Source text:

(2 weeks, 3 days ago)
Lords ChamberMy Lords, I declare an interest as a director of Oxford University Innovation. I thank the noble Viscount, Lord Stansgate, for securing this debate and for his thorough review of UK science and technology.
I was surprised, however, that there was no mention of the 2024 Nobel Prizes for Chemistry and Physics. Earlier this month, we celebrated the award of the Nobel Prize for Physics to Professor Geoff Hinton. The next day, we celebrated the award of the Nobel Prize for Chemistry to Sir Demis Hassabis. Both are home PhD students from British universities— Edinburgh and UCL. Both ended up working for the same US big-tech company, a company currently valued at $2 trillion.
What would it take for a deep-tech company to emerge from one of our research-intensive universities and become the UK’s first $1 trillion company? First, it would need a good supply of home PhD students. Unfortunately, there is mounting evidence that an unintended consequence of the rise in the undergraduate tuition fee to £9,000 is a loss of home PhD students in STEM subjects.
For example, from 2019 to 2022, there has been a decrease of 39% in the number of UK-domiciled computer science graduates in doctoral study 15 months after graduation. We know that the least well-off students graduate with the most debt; now it looks as though many students from disadvantaged backgrounds will no longer consider PhD study as a financially viable option. This trend must be reversed.
Secondly, the spinout ecosystem that exists around our research-intensive universities must be nurtured further, not only with human capital but with finance to start new companies, scale them and grow them. The £40 million over five years of proof-of-concept funding to seed new spinouts announced in yesterday’s Budget is welcome, but it should be targeted where it is needed—outside the golden triangle.

Task instructions:
- A) Summarize the speech on UK science and research in two sentences.
- B) Extend the speech on UK science and research past its last sentence, keeping its formal parliamentary register.
The listing bears no relation to the speech on UK science and research.

The data:
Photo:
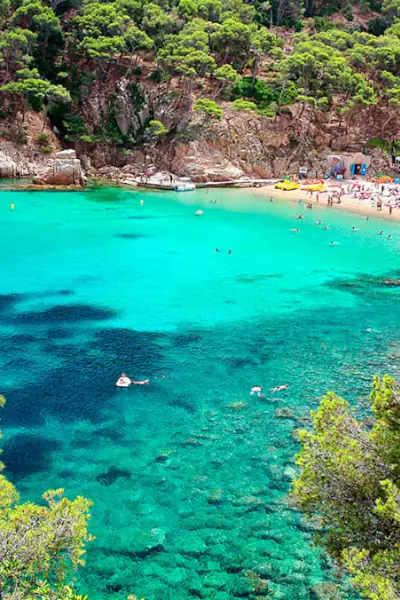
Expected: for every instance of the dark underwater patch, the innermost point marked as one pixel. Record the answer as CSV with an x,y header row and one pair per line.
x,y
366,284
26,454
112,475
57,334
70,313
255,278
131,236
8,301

--

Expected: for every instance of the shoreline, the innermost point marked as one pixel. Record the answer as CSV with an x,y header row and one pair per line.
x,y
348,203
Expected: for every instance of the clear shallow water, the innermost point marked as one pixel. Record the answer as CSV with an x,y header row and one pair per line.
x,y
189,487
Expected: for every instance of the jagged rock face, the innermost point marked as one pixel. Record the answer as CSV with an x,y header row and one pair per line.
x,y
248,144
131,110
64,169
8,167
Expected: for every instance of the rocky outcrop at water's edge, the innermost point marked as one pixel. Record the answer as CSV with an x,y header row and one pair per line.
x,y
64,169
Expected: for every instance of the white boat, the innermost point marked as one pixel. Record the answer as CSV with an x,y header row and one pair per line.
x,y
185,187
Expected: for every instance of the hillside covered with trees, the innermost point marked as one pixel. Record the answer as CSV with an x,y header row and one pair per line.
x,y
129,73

Answers to the tasks:
- A) The speaker welcomes the debate but points out that the 2024 Nobel Prizes for Physics and Chemistry went to Geoff Hinton and Demis Hassabis, both former home PhD students at British universities who ended up working for the same US big-tech company. For a UK research university to produce the country's first $1 trillion deep-tech company, the speaker argues, the falling number of home STEM PhD students must be reversed, and the spinout ecosystem must receive more support, with the new proof-of-concept funding aimed outside the golden triangle.

- B)
Thirdly, a coherent industrial strategy makes it more likely that the UK’s first trillion-dollar company will emerge by 2035. The UK on its own is not able to invest in all possible areas of science and technology. Even in my area, described as “digital and technologies” in the industrial strategy Green Paper, further choices will have to be made.
The House of Lords Select Committee report on large language models called for a “sovereign LLM capability”, but it would be pointless, because of the prohibitive costs, to compete with US big tech companies in training hyperscale LLMs such as GPT-4 or Gemini—other LLMs are also available. Instead, and this chimes in with the excellent maiden speech of the noble Baroness, Lady Freeman, we should be backing UK companies developing trustworthy AI using medium-scale LLMs and proprietary datasets, giving them privileged access to our sovereign data assets.
The final piece of the jigsaw is the scale-up funding available to British tech firms, which is still mostly missing. The target set by the Mansion House compact to have 10 of the UK’s largest pension funds invest 5% of their assets in private ventures needs to be met by 2030. If progress is also made on sorting out the issues highlighted in the Harrington report on foreign direct investment into the UK, there is a fighting chance that a British tech company, with its roots in one of our universities, will reach a trillion-dollar valuation within the next decade.